GIVEN INSTRUCTION — Put the lines below into a Markdown table with two columns, No. and Text. Number each row and skip the blank lines.
▬▬▬▬▬▬
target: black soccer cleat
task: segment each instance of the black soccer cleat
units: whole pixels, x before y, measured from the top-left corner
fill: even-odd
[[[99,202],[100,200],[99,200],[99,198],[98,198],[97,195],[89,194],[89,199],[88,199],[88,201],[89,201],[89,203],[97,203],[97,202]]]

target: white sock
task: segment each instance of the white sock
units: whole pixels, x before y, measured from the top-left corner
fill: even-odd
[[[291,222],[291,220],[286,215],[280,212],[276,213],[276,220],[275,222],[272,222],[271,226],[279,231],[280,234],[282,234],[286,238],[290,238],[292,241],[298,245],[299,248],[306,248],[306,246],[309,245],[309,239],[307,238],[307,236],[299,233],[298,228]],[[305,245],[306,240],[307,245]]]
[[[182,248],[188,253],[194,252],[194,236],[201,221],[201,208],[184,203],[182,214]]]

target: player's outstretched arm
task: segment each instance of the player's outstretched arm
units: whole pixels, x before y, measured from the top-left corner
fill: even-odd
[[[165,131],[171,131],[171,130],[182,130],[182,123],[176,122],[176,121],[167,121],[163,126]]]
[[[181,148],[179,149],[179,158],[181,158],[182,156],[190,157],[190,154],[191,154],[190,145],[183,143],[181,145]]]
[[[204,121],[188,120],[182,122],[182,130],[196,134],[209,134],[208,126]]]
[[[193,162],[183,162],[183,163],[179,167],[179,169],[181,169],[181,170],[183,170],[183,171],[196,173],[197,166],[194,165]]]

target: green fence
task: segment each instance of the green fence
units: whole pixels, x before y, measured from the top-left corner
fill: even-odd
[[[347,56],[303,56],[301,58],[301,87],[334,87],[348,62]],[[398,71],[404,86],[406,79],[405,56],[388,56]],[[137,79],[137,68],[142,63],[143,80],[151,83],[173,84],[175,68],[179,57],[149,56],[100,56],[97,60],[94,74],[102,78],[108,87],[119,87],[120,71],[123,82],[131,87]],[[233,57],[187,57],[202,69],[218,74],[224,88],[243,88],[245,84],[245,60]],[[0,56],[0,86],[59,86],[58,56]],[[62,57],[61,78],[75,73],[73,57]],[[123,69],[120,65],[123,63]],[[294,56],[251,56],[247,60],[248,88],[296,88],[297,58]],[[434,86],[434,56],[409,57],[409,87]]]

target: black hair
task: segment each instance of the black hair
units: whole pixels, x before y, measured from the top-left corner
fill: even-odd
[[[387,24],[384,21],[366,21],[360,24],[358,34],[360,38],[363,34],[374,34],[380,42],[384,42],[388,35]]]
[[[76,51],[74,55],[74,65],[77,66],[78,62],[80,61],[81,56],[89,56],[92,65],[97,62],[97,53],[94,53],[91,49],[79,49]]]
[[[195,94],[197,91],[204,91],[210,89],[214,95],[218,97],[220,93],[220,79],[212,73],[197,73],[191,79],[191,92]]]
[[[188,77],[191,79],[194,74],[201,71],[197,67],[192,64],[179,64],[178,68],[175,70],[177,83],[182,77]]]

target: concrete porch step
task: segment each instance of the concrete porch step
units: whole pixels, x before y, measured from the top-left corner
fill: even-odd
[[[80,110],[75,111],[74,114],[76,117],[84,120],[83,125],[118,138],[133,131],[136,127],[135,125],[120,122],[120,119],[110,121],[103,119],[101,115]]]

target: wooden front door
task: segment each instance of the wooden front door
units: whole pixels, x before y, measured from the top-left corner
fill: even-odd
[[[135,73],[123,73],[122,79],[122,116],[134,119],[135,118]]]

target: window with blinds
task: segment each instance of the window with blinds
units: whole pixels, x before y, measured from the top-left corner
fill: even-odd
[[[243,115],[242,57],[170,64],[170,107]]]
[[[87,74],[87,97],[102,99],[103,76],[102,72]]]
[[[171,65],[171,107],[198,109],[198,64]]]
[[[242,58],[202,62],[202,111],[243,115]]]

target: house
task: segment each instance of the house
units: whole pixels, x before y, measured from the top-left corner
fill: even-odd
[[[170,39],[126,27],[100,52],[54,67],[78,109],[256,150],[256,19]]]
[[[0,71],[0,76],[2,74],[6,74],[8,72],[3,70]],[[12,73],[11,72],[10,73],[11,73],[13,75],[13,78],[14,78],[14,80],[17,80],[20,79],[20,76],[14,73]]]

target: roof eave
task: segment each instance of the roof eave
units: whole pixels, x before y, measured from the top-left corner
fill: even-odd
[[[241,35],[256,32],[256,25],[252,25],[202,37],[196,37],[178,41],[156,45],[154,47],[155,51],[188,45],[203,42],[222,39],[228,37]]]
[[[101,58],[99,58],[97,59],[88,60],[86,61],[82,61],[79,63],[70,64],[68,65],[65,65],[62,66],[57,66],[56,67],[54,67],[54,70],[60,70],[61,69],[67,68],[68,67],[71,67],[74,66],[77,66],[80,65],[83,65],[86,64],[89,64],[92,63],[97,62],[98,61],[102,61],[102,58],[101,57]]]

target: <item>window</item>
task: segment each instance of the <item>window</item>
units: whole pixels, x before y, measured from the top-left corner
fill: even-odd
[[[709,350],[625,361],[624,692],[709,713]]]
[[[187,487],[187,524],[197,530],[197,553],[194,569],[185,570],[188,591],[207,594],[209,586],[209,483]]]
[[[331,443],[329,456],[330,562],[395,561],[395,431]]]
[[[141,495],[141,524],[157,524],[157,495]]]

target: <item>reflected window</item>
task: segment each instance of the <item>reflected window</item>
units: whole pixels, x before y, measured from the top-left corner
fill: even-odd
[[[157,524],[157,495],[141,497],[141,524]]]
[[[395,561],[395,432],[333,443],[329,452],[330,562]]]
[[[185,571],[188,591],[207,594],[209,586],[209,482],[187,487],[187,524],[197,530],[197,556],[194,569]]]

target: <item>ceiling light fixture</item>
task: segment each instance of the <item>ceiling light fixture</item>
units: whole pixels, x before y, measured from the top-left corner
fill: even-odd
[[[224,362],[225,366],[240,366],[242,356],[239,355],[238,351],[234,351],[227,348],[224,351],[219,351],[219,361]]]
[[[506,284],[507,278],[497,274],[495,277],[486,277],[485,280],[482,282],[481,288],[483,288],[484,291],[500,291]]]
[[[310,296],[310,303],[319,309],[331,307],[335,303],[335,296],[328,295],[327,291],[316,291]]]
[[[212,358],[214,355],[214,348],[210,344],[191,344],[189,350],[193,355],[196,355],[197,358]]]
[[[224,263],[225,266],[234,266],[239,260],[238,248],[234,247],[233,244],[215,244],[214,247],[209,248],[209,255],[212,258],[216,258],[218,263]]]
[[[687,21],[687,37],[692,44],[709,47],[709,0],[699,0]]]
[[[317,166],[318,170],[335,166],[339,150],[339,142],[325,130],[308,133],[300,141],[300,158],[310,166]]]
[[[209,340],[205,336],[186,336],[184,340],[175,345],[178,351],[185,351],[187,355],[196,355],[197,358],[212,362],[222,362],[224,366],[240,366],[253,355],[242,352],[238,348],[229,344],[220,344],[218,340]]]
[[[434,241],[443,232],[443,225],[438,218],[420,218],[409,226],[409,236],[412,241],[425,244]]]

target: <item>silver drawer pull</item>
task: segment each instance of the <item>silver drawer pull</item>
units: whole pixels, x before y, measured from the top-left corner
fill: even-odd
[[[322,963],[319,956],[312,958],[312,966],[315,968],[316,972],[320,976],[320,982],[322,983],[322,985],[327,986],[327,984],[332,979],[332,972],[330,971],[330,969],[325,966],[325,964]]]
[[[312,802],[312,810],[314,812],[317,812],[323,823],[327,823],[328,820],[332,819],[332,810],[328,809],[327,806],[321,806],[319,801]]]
▬▬▬▬▬▬
TASK RESPONSE —
| No. | Text |
|---|---|
| 1 | target: black soccer cleat |
| 2 | task: segment each instance of the black soccer cleat |
| 3 | units: whole pixels, x before y, measured from the top-left corner |
| 4 | fill: even-odd |
| 5 | [[[99,202],[100,200],[99,200],[99,198],[98,198],[97,195],[89,194],[89,199],[88,199],[88,201],[89,201],[89,203],[97,203],[97,202]]] |
| 6 | target: white sock |
| 7 | task: segment each instance of the white sock |
| 8 | units: whole pixels, x before y, measured from the top-left corner |
| 9 | fill: even-odd |
| 10 | [[[291,222],[291,220],[286,215],[280,212],[276,213],[276,220],[275,222],[272,222],[271,226],[279,231],[280,234],[282,234],[286,238],[290,238],[292,241],[298,245],[299,248],[306,248],[306,246],[309,245],[309,239],[307,238],[307,236],[299,233],[298,228]],[[305,245],[306,240],[307,245]]] |
| 11 | [[[182,248],[188,253],[194,252],[194,236],[201,221],[201,208],[184,203],[182,214]]] |
| 12 | target: player's outstretched arm |
| 13 | task: segment each instance of the player's outstretched arm |
| 14 | units: whole pixels, x before y, measured from the top-left corner |
| 15 | fill: even-odd |
| 16 | [[[165,131],[171,131],[171,130],[182,130],[182,123],[176,122],[176,121],[167,121],[163,126]]] |
| 17 | [[[181,148],[179,149],[179,158],[181,158],[182,156],[190,157],[190,154],[191,154],[190,145],[183,143],[181,145]]] |
| 18 | [[[204,121],[188,120],[182,122],[182,130],[196,134],[209,134],[208,126]]] |
| 19 | [[[193,162],[183,162],[183,163],[179,167],[179,169],[181,169],[181,170],[183,170],[183,171],[196,173],[197,166],[194,165]]] |
| 20 | target: green fence |
| 21 | task: segment each instance of the green fence |
| 22 | units: whole pixels, x before y, measured from the top-left corner |
| 23 | fill: even-odd |
| 24 | [[[347,56],[303,56],[301,58],[301,87],[334,87],[348,62]],[[398,71],[404,86],[406,79],[405,56],[388,56]],[[137,79],[137,68],[142,63],[143,80],[151,83],[173,84],[175,68],[179,57],[149,56],[100,56],[97,60],[94,74],[102,78],[108,87],[119,87],[120,71],[123,82],[131,87]],[[233,57],[187,57],[202,69],[218,74],[224,88],[243,88],[245,84],[245,60]],[[0,56],[0,86],[59,86],[58,56]],[[62,57],[61,78],[75,73],[73,57]],[[123,69],[120,65],[123,63]],[[294,56],[251,56],[247,60],[248,88],[296,88],[297,58]],[[434,86],[434,56],[409,57],[409,87]]] |
| 25 | target: black hair |
| 26 | task: segment each instance of the black hair |
| 27 | units: whole pixels, x before y, measured from the top-left corner |
| 28 | fill: even-odd |
| 29 | [[[387,24],[384,21],[366,21],[360,24],[358,34],[360,38],[363,34],[374,34],[380,42],[384,42],[388,35]]] |
| 30 | [[[76,51],[74,55],[74,65],[77,66],[78,62],[80,61],[81,56],[89,56],[92,65],[97,62],[97,53],[94,53],[91,49],[79,49]]] |
| 31 | [[[195,94],[197,91],[204,91],[210,89],[214,95],[218,97],[220,93],[220,79],[212,73],[197,73],[191,79],[191,92]]] |
| 32 | [[[188,77],[191,79],[194,74],[201,71],[197,67],[192,64],[179,64],[178,68],[175,70],[177,83],[182,77]]] |
| 33 | target: concrete porch step |
| 34 | task: segment each instance of the concrete porch step |
| 35 | units: whole pixels, x before y, measured from the top-left corner |
| 36 | fill: even-odd |
| 37 | [[[80,110],[75,111],[74,114],[76,117],[84,120],[83,125],[118,138],[133,131],[136,127],[135,125],[120,122],[120,119],[110,121],[103,119],[101,115]]] |
| 38 | target: wooden front door |
| 39 | task: segment each instance of the wooden front door |
| 40 | units: whole pixels, x before y, measured from the top-left corner |
| 41 | fill: even-odd |
| 42 | [[[135,73],[123,73],[122,79],[122,116],[134,119],[135,118]]] |
| 43 | target: window with blinds |
| 44 | task: segment each instance of the window with blinds |
| 45 | units: whole pixels, x before y, measured from the top-left corner |
| 46 | fill: even-odd |
| 47 | [[[243,115],[242,57],[170,64],[170,107]]] |
| 48 | [[[87,74],[87,97],[102,99],[103,76],[102,72]]] |
| 49 | [[[171,65],[171,107],[198,109],[198,64]]] |
| 50 | [[[242,58],[202,62],[202,111],[243,115]]] |
| 51 | target: house |
| 52 | task: segment each instance of the house |
| 53 | units: whole pixels, x before y, measured from the top-left corner |
| 54 | fill: even-odd |
| 55 | [[[170,39],[126,27],[100,52],[54,67],[78,109],[256,150],[256,19]]] |
| 56 | [[[0,71],[0,76],[2,74],[6,74],[8,72],[3,70]],[[12,73],[11,72],[10,73],[11,73],[13,75],[13,78],[14,78],[14,80],[17,80],[20,79],[20,76],[14,73]]] |
| 57 | target: roof eave |
| 58 | task: segment each instance of the roof eave |
| 59 | units: whole pixels, x before y, measured from the top-left corner |
| 60 | fill: even-odd |
| 61 | [[[241,35],[256,32],[256,25],[252,25],[202,37],[196,37],[178,41],[156,45],[154,47],[155,51],[188,45],[203,42],[222,39],[228,37]]] |
| 62 | [[[101,58],[99,58],[97,59],[88,60],[86,61],[82,61],[79,63],[70,64],[68,65],[65,65],[62,66],[57,66],[56,67],[54,67],[54,70],[60,70],[61,69],[67,68],[68,67],[71,67],[74,66],[77,66],[80,65],[83,65],[86,64],[89,64],[92,63],[97,62],[98,61],[102,61],[102,58],[101,57]]] |
| 63 | target: <item>window</item> |
| 64 | task: segment each instance of the <item>window</item> |
| 65 | units: whole pixels, x before y, measured from the top-left corner |
| 66 | fill: even-odd |
| 67 | [[[709,350],[625,361],[624,692],[709,713]]] |
| 68 | [[[187,487],[187,524],[197,530],[197,553],[194,569],[185,570],[188,591],[207,594],[209,586],[209,483]]] |
| 69 | [[[331,443],[329,456],[330,562],[395,561],[395,431]]] |
| 70 | [[[141,495],[141,524],[157,524],[157,495]]] |
| 71 | target: <item>reflected window</item> |
| 72 | task: segment each instance of the <item>reflected window</item> |
| 73 | units: whole pixels, x before y, measured from the top-left corner |
| 74 | fill: even-odd |
| 75 | [[[157,524],[157,495],[141,497],[141,524]]] |
| 76 | [[[395,561],[395,432],[333,443],[329,452],[330,562]]] |
| 77 | [[[185,571],[188,591],[207,594],[209,586],[209,482],[187,487],[187,524],[197,530],[197,556],[194,569]]] |
| 78 | target: <item>ceiling light fixture</item> |
| 79 | task: segment each instance of the <item>ceiling light fixture</item> |
| 80 | units: whole pixels, x before y, measured from the top-left corner |
| 81 | fill: even-odd |
| 82 | [[[224,362],[225,366],[240,366],[242,356],[239,355],[238,351],[234,351],[227,348],[224,351],[219,351],[219,361]]] |
| 83 | [[[506,284],[507,278],[497,274],[495,277],[486,277],[485,280],[482,282],[481,288],[483,288],[484,291],[500,291]]] |
| 84 | [[[310,296],[310,303],[319,309],[331,307],[335,303],[335,296],[328,295],[327,291],[316,291]]] |
| 85 | [[[212,358],[214,355],[214,348],[210,344],[191,344],[189,350],[193,355],[196,355],[197,358]]] |
| 86 | [[[224,263],[225,266],[234,266],[239,260],[238,248],[234,247],[233,244],[215,244],[214,247],[209,248],[209,255],[212,258],[216,258],[218,263]]] |
| 87 | [[[687,21],[687,37],[692,44],[709,47],[709,0],[699,0]]] |
| 88 | [[[317,166],[318,170],[335,166],[339,150],[339,142],[325,130],[308,133],[300,141],[300,158],[310,166]]] |
| 89 | [[[209,340],[205,336],[186,336],[184,340],[175,345],[178,351],[185,351],[187,355],[196,355],[197,358],[212,362],[222,362],[224,366],[240,366],[253,355],[242,352],[238,348],[229,344],[220,344],[218,340]]] |
| 90 | [[[434,241],[443,232],[443,225],[438,218],[420,218],[409,226],[409,236],[412,241],[425,244]]] |
| 91 | target: <item>silver drawer pull</item> |
| 92 | task: segment each instance of the <item>silver drawer pull</item> |
| 93 | units: whole pixels, x before y, measured from the top-left corner |
| 94 | fill: even-odd |
| 95 | [[[322,963],[319,956],[312,958],[312,966],[315,968],[316,972],[320,976],[320,982],[322,983],[322,985],[327,986],[327,984],[332,979],[332,972],[330,971],[330,969],[325,966],[325,964]]] |
| 96 | [[[312,802],[312,810],[314,812],[317,812],[323,823],[327,823],[328,820],[332,819],[332,810],[328,809],[327,806],[321,806],[319,801]]] |